Copy the lines that follow, keeping every character the same.
┌──
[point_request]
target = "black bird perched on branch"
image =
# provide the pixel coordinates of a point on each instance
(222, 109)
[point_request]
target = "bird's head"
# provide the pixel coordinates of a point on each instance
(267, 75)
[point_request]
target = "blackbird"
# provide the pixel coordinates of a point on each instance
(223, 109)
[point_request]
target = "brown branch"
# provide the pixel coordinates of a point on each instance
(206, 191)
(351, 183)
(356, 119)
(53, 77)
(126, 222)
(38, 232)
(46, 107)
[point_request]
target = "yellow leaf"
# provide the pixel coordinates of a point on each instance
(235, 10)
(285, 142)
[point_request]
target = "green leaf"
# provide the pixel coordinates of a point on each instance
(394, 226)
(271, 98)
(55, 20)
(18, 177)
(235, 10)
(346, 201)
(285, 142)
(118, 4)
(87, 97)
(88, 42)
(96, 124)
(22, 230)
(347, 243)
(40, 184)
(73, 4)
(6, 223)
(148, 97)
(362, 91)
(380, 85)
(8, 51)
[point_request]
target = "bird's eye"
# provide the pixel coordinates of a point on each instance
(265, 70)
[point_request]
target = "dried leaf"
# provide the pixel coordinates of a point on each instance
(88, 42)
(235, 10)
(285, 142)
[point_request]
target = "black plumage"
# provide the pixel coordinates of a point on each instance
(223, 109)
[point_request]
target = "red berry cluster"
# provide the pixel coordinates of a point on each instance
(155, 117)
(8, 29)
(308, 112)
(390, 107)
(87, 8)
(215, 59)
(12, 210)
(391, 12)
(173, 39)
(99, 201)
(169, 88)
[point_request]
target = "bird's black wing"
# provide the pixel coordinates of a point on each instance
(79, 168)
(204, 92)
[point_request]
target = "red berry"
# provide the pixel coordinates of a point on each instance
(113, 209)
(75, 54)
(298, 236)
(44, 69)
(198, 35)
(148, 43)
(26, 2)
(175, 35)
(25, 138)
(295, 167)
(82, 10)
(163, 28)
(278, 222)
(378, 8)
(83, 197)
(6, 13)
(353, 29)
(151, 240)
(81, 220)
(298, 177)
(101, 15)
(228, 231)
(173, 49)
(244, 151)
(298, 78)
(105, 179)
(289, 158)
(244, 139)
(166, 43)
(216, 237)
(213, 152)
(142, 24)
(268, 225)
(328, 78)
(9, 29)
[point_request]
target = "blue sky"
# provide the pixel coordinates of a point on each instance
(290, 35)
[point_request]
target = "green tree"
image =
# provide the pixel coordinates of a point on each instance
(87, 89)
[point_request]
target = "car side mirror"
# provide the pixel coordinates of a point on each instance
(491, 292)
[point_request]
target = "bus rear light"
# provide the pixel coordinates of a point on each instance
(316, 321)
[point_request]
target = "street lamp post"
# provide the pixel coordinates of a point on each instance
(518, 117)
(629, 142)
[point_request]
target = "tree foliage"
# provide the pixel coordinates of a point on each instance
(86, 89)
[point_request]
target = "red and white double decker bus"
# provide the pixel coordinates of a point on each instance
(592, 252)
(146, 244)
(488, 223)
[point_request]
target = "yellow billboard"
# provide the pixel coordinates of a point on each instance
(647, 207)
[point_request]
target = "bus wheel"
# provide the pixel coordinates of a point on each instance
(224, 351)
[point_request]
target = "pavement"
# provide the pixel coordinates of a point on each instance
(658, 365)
└──
Completed exercise:
[point_request]
target = "black bird perched on branch"
image =
# provide the pixel coordinates of a point on each instance
(222, 109)
[point_request]
target = "bird's head"
# provide the pixel coordinates of a point on each instance
(267, 75)
[point_request]
target = "blackbird"
# provide the pixel coordinates of a point on each instance
(223, 109)
[point_request]
target = "brown branch"
# provide the pixel coordinates of a point on each instance
(206, 191)
(351, 183)
(356, 119)
(53, 77)
(126, 222)
(38, 232)
(46, 107)
[point_request]
target = "yellow leaf"
# provide the pixel coordinates of a point on each instance
(235, 10)
(285, 142)
[point_request]
target = "green leaf"
# provide the pixel coordinates of a point on each instance
(394, 226)
(271, 98)
(55, 20)
(18, 177)
(235, 10)
(346, 201)
(285, 142)
(118, 4)
(87, 97)
(88, 42)
(96, 124)
(22, 230)
(347, 243)
(40, 184)
(73, 4)
(6, 223)
(148, 97)
(362, 91)
(380, 85)
(8, 51)
[point_request]
target = "bird's eye"
# provide the pixel coordinates of a point on each instance
(265, 70)
[point_request]
target = "dried leaf"
# provide the pixel coordinates of a point on each instance
(88, 42)
(235, 10)
(285, 142)
[point_request]
target = "black plumage"
# provide the pixel coordinates of a point on each instance
(223, 109)
[point_request]
target = "red berry cluster"
# provide the pixel coordinates of a point on each instance
(155, 117)
(8, 29)
(308, 112)
(390, 107)
(87, 8)
(215, 59)
(12, 210)
(391, 12)
(173, 39)
(99, 201)
(169, 88)
[point_request]
target = "bird's black wing"
# provide the pixel coordinates of a point on each instance
(79, 168)
(204, 92)
[point_request]
target = "red berry"
# provide the pixel coordinates of a point on each instance
(113, 209)
(75, 54)
(298, 236)
(44, 69)
(198, 35)
(148, 43)
(26, 2)
(175, 35)
(25, 138)
(295, 167)
(82, 10)
(163, 28)
(278, 222)
(378, 8)
(83, 197)
(6, 13)
(353, 29)
(151, 240)
(81, 220)
(298, 177)
(101, 15)
(228, 231)
(173, 49)
(244, 151)
(298, 78)
(105, 179)
(289, 158)
(244, 139)
(166, 43)
(216, 237)
(213, 152)
(142, 24)
(268, 225)
(328, 78)
(9, 29)
[point_request]
target = "blue sky"
# provide the pixel coordinates of a point on each instance
(290, 35)
[point_request]
target = "green tree"
image =
# provide the pixel coordinates of a point on each instance
(87, 89)
[point_request]
target = "car side mirror"
# provide the pixel coordinates of a point on each instance
(491, 292)
[point_request]
target = "bus rear light"
# provide the pixel coordinates of a point on each instance
(316, 321)
[point_request]
target = "street lamp post"
# provide the pixel coordinates of a point on each instance
(518, 117)
(629, 142)
[point_request]
target = "tree foliage"
# provide the pixel coordinates of a point on each instance
(86, 89)
[point_request]
target = "red and white double decker bus"
# provide the pixel coordinates of a point on each instance
(592, 252)
(146, 244)
(488, 223)
[point_request]
target = "yellow billboard"
# provide the pixel coordinates of a point on each instance
(647, 207)
[point_request]
target = "bus wheel"
# provide the pixel coordinates of a point on each instance
(224, 351)
[point_request]
target = "pavement"
# provide the pixel coordinates of a point on each instance
(658, 365)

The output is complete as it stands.